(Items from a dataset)
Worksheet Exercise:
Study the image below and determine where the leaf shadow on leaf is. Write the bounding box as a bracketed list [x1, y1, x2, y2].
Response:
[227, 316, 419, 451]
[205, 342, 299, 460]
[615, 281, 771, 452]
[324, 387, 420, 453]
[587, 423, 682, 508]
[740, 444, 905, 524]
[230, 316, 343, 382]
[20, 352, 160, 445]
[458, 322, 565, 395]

--

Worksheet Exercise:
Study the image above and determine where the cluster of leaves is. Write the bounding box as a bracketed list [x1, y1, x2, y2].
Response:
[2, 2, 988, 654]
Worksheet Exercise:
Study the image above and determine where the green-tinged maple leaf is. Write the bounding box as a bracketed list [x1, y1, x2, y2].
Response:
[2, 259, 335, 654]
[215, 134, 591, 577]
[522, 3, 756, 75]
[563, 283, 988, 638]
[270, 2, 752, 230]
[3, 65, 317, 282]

### What needs to be done
Locate each line in the material above that contains the word "Study" and copy those lines out in full.

### Answer for this exercise
Study the image below and determine where the leaf shadow on leaf is. Write the bounding box as a bracketed list [x1, y1, x2, y2].
Study the image above and determine where the cluster of leaves is. Write the bounding box as a bracketed list [x1, y1, x2, y2].
Study the image above and determine where the green-tinged maple leaf is. Write the bounding box as a bracketed list [x1, y1, x2, y2].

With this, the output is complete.